▶ Try it:
Render this sentence from the passage on reopening schools below into Spanish: "We know for certain that we are in for an unusual 2020–2021 school year."
─── Passage provided ───
Recently, the Savannah Chatham County Public School board of education members held a workshop to hear and discuss information presented by staff regarding reopening schools. It was an insightful session, chock full of questions and suggestions. The thought exchange will continue this week as board members hear about other components of district operations affected by current public health recommendations. We can expect robust discussions about the challenges, opportunities, considerations and lessons learned regarding operating schools during a pandemic. There are hundreds of questions to be answered prior to the adopted school year start date. The initial workshop demonstrated the board members’ and staff’s awareness of the need to adapt and plan for challenges that no one can fully envision given rapidly changing public health conditions.
School boards and district administrators, tasked with creating plans for reopening schools, will – in coordination with health officials – make the final determinations of when and how schools reopen. The public health conditions and health of our staff and students are major forces in making these decisions. The idea of returning to a traditional school format presents significant obstacles given all the unknowns facing our community at this time. We know for certain that we are in for an unusual 2020–2021 school year. Until there is broad availability of vaccines and/or successful treatment solutions for COVID-19, we may face future disruptions to schooling. There is no getting back to “normal” for now. Schools are human enterprises where practices like group work, in-person instruction, meals in the cafeteria, assemblies, science labs, hugs, team sports, and sharing are the norm. They are places where loud laughter and playing with friends are observable signs of children growing up. Beyond academics, schools provide social support for children and reliable childcare, without which many parents could not work.
─── Excerpted data ───
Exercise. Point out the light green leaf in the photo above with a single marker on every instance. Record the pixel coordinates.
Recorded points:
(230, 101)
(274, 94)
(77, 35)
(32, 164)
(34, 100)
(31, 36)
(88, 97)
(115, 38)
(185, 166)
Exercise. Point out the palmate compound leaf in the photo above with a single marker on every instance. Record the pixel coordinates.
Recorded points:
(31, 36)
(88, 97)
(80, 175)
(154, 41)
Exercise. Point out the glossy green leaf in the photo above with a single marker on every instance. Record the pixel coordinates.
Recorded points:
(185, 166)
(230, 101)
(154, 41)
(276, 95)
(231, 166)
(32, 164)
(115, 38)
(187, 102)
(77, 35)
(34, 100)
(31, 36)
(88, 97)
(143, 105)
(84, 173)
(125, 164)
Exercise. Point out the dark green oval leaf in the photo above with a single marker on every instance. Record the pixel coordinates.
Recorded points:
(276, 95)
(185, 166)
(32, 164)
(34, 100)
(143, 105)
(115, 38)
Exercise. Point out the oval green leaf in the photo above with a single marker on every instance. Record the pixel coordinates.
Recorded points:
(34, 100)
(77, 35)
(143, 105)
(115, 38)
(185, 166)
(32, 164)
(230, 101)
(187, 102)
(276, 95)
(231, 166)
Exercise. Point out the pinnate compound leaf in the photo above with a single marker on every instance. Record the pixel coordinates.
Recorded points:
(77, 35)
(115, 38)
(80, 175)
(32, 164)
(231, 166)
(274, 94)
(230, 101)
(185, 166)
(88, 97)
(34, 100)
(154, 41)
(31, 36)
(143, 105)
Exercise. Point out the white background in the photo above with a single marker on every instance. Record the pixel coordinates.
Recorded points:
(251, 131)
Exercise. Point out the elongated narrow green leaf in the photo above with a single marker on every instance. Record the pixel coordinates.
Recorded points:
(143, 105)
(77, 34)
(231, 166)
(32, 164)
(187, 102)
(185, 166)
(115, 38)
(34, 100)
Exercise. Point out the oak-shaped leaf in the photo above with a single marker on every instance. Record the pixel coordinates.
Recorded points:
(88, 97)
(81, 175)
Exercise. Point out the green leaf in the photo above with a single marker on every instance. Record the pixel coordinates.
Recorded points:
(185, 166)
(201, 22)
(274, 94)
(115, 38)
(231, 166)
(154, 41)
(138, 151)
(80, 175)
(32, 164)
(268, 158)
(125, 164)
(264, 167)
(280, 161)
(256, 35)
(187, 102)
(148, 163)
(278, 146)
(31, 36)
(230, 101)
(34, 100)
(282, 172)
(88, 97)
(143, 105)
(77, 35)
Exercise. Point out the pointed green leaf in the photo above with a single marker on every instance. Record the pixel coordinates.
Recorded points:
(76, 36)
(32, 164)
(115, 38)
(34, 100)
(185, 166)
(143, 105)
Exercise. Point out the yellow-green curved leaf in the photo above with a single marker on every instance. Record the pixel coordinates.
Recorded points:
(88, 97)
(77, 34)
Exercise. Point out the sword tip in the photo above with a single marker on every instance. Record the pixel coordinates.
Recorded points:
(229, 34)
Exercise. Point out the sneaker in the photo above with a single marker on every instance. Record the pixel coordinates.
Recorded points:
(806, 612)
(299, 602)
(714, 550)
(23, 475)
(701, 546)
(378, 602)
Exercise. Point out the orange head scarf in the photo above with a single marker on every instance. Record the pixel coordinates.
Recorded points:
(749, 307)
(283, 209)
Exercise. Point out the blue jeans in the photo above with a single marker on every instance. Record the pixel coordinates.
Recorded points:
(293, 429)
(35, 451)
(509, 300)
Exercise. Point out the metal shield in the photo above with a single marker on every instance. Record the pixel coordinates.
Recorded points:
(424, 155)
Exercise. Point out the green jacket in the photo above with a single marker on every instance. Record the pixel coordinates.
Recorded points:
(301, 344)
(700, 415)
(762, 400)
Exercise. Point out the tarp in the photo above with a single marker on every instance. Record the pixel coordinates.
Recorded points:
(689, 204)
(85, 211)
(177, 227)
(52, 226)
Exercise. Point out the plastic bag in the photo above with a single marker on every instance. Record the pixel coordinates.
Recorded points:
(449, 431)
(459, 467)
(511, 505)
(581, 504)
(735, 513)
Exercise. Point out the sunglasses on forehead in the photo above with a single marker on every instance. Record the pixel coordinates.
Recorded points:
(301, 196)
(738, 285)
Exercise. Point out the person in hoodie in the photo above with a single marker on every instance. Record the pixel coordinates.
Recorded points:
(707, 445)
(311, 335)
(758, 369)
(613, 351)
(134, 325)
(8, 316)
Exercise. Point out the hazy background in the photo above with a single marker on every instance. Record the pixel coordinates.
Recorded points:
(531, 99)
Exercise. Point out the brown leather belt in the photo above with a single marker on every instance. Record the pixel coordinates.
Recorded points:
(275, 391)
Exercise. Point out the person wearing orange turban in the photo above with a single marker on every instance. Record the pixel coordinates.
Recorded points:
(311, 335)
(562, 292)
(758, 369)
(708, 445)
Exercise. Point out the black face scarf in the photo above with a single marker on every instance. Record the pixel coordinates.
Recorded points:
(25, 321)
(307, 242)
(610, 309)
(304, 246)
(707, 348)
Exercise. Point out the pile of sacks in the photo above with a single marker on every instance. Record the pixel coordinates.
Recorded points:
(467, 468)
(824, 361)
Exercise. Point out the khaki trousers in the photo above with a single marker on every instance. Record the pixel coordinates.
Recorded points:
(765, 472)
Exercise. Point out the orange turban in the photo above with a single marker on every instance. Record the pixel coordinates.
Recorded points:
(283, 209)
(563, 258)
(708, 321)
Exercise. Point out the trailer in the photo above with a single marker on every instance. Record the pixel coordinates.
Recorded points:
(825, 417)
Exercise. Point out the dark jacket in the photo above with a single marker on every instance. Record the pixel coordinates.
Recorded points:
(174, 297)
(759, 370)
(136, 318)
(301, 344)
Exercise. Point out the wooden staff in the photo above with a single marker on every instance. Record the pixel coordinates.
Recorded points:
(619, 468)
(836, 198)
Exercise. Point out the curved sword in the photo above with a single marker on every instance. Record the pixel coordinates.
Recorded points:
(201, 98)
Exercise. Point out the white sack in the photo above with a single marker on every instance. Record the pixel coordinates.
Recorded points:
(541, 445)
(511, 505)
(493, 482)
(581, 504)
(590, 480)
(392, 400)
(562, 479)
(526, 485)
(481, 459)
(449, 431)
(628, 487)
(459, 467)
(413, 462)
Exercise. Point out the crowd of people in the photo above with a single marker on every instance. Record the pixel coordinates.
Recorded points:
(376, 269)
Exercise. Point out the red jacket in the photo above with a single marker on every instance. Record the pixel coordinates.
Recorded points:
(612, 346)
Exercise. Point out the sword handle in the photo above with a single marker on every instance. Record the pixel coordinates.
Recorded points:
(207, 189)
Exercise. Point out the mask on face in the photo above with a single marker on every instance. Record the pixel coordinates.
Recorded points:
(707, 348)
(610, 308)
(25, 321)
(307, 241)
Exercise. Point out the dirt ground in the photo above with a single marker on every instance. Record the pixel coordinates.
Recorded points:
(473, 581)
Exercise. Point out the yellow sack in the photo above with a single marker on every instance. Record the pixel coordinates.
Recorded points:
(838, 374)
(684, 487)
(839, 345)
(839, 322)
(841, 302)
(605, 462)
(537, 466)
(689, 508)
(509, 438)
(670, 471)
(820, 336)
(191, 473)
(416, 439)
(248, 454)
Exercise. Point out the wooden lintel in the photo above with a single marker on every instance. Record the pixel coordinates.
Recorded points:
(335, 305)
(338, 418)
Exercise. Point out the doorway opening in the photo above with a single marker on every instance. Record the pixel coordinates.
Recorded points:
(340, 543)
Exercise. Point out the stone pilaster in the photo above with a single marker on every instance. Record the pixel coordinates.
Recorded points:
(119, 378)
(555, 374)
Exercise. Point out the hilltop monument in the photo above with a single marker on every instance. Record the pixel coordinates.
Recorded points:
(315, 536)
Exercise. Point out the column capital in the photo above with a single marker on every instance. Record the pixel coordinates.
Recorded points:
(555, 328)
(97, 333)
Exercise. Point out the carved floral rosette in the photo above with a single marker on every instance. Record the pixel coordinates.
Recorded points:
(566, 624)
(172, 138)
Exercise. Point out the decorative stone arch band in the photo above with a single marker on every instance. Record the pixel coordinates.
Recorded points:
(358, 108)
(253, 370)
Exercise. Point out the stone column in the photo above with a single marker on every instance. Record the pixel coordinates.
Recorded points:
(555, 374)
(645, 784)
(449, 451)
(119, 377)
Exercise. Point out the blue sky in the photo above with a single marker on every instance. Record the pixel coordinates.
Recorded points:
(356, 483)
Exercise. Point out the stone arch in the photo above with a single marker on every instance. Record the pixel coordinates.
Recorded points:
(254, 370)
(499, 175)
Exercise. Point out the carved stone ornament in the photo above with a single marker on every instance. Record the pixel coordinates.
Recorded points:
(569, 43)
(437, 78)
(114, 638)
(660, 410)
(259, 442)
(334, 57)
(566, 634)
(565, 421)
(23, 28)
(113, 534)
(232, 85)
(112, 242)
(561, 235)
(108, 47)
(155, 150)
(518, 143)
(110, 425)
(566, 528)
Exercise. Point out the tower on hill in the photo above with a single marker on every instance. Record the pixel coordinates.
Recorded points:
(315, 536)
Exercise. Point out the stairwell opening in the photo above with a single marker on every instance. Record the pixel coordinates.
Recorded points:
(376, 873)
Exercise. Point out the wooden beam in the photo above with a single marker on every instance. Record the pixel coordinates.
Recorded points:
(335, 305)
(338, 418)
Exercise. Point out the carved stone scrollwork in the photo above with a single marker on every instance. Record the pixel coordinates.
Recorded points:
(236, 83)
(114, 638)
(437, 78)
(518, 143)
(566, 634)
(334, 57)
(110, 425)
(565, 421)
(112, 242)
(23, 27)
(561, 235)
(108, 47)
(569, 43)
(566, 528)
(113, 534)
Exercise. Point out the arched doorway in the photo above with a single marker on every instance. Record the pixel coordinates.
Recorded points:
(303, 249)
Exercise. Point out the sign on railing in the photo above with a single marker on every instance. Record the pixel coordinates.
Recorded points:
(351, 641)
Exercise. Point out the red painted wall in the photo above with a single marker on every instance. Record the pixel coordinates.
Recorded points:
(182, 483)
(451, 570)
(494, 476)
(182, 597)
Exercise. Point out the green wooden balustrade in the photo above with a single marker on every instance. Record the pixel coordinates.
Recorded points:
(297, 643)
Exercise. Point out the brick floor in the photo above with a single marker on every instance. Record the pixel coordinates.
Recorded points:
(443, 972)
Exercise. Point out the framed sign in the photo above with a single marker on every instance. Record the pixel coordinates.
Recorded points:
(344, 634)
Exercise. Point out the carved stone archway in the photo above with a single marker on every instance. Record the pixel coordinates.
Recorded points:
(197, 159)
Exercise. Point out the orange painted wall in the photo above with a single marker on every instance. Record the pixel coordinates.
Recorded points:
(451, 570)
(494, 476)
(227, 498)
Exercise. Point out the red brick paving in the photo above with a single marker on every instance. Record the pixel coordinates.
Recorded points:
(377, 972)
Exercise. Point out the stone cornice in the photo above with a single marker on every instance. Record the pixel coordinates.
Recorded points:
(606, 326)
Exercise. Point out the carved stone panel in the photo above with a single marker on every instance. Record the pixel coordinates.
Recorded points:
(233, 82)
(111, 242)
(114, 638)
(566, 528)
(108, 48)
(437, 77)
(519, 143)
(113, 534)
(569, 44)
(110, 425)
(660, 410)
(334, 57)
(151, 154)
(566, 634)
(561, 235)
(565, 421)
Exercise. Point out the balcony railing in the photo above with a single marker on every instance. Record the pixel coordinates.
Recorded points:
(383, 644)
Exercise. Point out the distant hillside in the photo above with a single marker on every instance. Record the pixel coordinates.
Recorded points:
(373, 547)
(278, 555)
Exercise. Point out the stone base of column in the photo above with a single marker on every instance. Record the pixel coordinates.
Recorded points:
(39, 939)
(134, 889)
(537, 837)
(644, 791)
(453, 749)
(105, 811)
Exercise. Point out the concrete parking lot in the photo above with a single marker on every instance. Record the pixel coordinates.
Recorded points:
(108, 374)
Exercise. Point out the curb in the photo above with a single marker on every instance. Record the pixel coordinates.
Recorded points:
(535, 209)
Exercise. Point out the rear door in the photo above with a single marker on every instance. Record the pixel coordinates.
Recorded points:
───
▶ Response below:
Sabemos con certeza que nos espera un año escolar 2020–2021 inusual.